--- GIVEN EXERCISE ---
Copy out every line of the material below that contains the string "mountain". Treat uppercase and lowercase as different.

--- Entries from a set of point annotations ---
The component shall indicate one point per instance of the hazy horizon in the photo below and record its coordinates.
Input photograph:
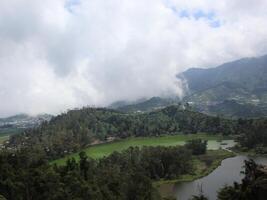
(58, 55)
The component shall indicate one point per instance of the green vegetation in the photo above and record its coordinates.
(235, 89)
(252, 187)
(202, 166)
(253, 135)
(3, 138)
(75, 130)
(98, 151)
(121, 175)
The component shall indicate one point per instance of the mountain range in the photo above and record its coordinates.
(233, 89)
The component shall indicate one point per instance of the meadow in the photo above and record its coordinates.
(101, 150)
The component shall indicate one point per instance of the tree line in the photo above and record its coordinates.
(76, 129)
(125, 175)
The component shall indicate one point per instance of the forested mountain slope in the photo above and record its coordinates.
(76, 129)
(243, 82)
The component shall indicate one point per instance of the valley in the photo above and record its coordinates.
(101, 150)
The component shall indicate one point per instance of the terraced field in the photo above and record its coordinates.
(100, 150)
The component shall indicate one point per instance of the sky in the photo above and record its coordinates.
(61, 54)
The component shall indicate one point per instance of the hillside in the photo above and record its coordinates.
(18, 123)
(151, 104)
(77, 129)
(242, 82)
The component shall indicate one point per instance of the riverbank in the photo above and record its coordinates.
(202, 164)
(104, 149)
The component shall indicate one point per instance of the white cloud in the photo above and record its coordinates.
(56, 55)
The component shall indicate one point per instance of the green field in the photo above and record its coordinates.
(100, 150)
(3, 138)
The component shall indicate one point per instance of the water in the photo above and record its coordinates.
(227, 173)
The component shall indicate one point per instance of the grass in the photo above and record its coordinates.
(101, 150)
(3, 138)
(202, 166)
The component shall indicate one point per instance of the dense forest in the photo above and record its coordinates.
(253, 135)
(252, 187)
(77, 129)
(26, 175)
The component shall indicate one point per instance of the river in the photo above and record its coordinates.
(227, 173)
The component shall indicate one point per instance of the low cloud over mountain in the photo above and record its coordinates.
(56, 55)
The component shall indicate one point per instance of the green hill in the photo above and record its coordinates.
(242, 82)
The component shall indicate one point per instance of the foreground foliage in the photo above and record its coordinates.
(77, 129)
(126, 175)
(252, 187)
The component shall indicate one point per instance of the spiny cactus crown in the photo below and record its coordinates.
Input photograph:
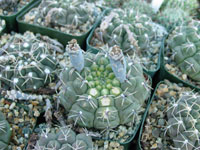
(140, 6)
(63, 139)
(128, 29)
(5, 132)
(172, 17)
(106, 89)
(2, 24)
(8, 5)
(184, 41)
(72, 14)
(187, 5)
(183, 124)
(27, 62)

...

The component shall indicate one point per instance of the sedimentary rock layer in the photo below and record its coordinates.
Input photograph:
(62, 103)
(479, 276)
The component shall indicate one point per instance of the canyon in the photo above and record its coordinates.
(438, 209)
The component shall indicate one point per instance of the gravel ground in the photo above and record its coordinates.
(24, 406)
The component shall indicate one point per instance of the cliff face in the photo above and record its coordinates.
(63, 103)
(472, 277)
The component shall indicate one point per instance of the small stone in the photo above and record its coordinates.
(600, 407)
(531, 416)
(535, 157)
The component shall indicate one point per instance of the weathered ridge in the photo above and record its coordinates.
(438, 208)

--- RESULT OF THIS TASK ---
The component shall indicate one point per instance of the mountain range in the photo above and record its coordinates.
The component shall indicate one point per instance of the forested mountain slope in the photo above and record its coordinates.
The component shall indicate one point per instance of the low cloud over mountain in the photo above and record its coordinates.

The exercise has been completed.